TEXT PROVIDED:
———
Wednesday, October 28, 2009

EXP Podcast #49: Next Gen Genetics

Our console generation is getting old, and there doesn't seem to be a new model in our immediate future. So what is going to happen to those "Next Gen" games we are perpetually looking forward to? According to Luke Plunkett of Kotaku, we might be short on innovative wonders for awhile. This week, Scott and I delve into Plunkett's somewhat controversial piece. Join us while we discuss generational shifts, ideal zombie numbers, creative spaces, sea mammals, and the evolution of game design. As always, we love to hear your thoughts in our email or the comments section below. Check out the show notes for Luke's original article; it is well worth reading.

Discussion Starters:

- What makes a truly "next gen" game? Or is this a frivolous distinction?
- What advancements most open up a creative space for developers to implement bold innovations?
- Is the evolution of games better characterized by fundamentally different eras or gradual iterations on common ideas?

To listen to the podcast:

- Subscribe to the EXP Podcast via iTunes here. Additionally, here is the stand-alone feed.
- Listen to the podcast in your browser by left-clicking the title. Or, right-click and select "save as link" to download the show in MP3 format.
———
ACTIVITY:
Extend the post about the EXP Podcast episode on next-gen games, picking up right after its last line. You won't need the material after this point.

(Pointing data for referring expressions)
———
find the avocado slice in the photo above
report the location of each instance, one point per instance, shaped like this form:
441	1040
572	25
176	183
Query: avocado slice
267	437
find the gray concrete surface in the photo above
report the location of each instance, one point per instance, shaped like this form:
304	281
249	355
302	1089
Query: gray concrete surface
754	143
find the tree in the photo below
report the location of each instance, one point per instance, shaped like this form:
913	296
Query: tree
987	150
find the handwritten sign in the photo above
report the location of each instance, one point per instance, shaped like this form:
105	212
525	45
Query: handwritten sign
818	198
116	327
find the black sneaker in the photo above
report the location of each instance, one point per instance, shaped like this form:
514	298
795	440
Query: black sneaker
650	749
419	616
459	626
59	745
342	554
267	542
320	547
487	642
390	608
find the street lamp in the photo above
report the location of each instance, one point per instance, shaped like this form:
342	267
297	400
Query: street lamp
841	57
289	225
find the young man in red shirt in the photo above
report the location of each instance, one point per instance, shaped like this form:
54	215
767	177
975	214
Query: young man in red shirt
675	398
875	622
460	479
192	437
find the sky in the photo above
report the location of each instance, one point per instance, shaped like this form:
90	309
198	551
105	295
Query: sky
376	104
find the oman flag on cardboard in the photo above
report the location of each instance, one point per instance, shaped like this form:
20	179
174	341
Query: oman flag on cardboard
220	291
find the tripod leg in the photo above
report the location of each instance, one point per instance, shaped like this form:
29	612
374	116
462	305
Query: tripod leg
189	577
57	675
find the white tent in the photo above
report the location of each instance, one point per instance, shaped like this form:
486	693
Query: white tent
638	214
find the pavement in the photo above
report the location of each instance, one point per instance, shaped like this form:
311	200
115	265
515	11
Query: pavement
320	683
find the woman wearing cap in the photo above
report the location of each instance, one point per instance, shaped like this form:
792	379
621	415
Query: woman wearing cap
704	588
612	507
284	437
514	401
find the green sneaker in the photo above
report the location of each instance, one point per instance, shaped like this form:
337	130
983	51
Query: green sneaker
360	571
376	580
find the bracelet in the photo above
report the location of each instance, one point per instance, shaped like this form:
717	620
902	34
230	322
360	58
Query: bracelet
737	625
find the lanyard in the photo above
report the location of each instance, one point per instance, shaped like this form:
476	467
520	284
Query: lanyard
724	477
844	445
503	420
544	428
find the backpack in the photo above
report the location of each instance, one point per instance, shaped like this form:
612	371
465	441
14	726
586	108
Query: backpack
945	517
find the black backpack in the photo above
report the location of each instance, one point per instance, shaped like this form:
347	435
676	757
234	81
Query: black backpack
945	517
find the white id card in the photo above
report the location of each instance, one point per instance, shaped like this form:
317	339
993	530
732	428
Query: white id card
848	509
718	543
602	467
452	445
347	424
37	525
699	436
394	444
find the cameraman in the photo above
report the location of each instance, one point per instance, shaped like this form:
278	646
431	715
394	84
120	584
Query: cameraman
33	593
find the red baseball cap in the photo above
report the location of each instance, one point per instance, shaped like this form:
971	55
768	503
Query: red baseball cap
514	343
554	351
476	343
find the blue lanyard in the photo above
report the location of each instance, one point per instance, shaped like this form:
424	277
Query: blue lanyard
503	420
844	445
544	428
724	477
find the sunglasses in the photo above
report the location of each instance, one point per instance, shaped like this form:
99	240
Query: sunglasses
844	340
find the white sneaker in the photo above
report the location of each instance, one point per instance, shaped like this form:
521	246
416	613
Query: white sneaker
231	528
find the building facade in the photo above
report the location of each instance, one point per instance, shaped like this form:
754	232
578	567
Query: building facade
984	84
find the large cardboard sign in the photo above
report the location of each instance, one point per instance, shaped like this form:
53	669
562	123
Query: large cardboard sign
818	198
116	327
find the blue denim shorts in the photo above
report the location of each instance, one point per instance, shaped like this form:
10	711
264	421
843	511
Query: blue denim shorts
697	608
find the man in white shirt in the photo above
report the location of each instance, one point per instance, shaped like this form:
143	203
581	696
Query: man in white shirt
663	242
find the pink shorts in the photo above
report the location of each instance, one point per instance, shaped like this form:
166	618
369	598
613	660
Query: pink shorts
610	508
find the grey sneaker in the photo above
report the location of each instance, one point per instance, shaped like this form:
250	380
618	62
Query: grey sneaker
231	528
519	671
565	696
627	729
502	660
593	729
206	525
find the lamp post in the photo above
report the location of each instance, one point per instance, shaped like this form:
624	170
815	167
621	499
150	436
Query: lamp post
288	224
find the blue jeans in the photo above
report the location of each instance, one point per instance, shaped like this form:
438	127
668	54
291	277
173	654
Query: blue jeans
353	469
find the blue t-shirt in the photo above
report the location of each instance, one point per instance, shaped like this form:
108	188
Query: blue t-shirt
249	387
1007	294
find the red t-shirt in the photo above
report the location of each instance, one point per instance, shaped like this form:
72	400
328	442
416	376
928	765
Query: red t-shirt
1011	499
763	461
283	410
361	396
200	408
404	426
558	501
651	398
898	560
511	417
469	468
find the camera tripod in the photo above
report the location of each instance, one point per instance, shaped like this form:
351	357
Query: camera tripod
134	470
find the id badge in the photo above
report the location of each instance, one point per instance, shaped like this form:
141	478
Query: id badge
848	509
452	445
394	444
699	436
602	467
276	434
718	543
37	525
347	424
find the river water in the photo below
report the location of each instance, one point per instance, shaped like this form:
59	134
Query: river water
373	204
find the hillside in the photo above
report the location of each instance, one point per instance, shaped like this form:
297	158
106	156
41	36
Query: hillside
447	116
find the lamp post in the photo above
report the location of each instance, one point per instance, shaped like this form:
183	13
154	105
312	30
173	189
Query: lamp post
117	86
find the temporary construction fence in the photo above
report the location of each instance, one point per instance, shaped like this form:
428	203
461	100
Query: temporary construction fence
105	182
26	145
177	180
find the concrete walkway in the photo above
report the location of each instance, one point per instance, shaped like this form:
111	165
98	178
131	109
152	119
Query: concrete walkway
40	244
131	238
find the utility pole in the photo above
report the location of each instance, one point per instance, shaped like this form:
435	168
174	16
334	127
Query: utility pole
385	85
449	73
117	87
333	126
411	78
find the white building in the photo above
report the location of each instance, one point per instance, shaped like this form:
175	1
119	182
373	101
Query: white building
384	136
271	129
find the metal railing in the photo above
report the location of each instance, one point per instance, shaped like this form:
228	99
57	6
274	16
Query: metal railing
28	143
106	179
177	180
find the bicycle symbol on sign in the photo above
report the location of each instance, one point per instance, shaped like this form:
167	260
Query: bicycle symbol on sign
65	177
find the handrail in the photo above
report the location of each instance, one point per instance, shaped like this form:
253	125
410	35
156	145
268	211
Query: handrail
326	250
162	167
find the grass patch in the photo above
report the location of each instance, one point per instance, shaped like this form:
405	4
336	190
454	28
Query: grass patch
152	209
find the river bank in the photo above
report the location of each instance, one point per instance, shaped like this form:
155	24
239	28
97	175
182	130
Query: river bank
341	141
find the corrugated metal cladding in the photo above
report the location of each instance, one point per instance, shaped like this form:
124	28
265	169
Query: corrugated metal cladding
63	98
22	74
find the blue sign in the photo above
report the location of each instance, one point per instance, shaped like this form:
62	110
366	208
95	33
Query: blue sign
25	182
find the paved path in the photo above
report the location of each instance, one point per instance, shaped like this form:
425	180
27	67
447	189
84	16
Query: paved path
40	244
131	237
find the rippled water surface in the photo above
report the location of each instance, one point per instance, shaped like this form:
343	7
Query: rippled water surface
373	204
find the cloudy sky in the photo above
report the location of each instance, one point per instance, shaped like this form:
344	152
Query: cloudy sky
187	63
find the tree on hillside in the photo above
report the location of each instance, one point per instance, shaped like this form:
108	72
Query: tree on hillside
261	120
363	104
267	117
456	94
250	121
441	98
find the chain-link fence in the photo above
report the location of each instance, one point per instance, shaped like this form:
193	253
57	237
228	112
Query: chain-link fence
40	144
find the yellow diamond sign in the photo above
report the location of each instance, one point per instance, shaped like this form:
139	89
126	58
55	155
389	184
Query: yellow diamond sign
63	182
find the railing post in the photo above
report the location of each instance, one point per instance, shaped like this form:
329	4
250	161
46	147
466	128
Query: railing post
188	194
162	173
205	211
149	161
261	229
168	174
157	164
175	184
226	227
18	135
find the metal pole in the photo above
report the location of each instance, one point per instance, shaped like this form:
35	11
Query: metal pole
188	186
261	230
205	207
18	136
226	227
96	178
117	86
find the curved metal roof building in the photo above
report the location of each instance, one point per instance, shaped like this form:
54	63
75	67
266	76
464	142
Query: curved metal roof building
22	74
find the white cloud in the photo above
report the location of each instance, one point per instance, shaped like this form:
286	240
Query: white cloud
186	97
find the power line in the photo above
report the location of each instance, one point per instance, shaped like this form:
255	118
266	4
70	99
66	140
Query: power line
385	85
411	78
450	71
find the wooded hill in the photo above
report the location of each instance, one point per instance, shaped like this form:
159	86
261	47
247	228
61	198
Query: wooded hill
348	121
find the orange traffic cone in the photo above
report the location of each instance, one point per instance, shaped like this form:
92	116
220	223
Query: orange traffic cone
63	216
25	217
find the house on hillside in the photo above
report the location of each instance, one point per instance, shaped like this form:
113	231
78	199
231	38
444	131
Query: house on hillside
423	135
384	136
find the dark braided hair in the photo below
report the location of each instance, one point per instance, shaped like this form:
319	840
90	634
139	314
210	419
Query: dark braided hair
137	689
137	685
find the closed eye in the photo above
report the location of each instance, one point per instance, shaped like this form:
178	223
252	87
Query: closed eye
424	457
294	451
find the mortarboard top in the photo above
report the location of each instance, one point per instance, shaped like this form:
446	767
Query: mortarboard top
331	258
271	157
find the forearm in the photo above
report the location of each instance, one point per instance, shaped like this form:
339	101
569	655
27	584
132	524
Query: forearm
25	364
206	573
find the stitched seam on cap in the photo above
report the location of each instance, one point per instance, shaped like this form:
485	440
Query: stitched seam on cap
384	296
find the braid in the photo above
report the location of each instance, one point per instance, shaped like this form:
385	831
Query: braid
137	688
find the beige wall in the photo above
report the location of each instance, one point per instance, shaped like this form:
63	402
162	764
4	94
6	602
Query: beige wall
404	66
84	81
———
ANSWER TO THIS PROBLEM:
- Subscribe to this podcast and EXP's written content with the RSS link on the right.

Show notes:

- Run time: 28 min 23 sec
- "Where Are All the 'Next Gen' Games?" by Luke Plunkett, via Kotaku
- Music provided by Brad Sucks


  1. Somehow I think that the whole discussion about innovation and next gen is kind of misleading.

    I mean just compare the way we look at games on the one side and books/films etc on the other: Why do we always tend to expect something new and "has never been done before" from games whereas we never critizise boooks or movies in a way of saying: Hey, I won't read this book, because it's just like all the other books and doesn't do anything new.

    I wonder if we might have to (at least eventually) get used to the idea that someday there will be a point in the evolution of games where pretty much everything has already been done a few times.

    I'm not an expert on literature or anything but I get the impression that this point has already been reached in other media over the last couple of decades, whereas we in the gaming scene have been getting kind of used to the idea that there is something completely mindblowing every few years.

    From a gameplay perspective we might have already reached this point. Of course now there's motion controls and stuff but look at the software that uses it. Honestly, in no possible way can I see Wii Sports even close to being next gen. It's fucking baseball with N64 graphics for god's sake...but maybe thats just the stupid "hardcore" gamer in me speaking ;)

    I guess my point is(if there is any) that we should maybe focus on what a game actually does instead of focussing on what is so terribly innovative or not about it. I'm just tired of Nintendo claiming the innovation title, while delivering white plastic with games for grandmas.(WiiFit, seriously guys, wtf?) But again maybe thats just me.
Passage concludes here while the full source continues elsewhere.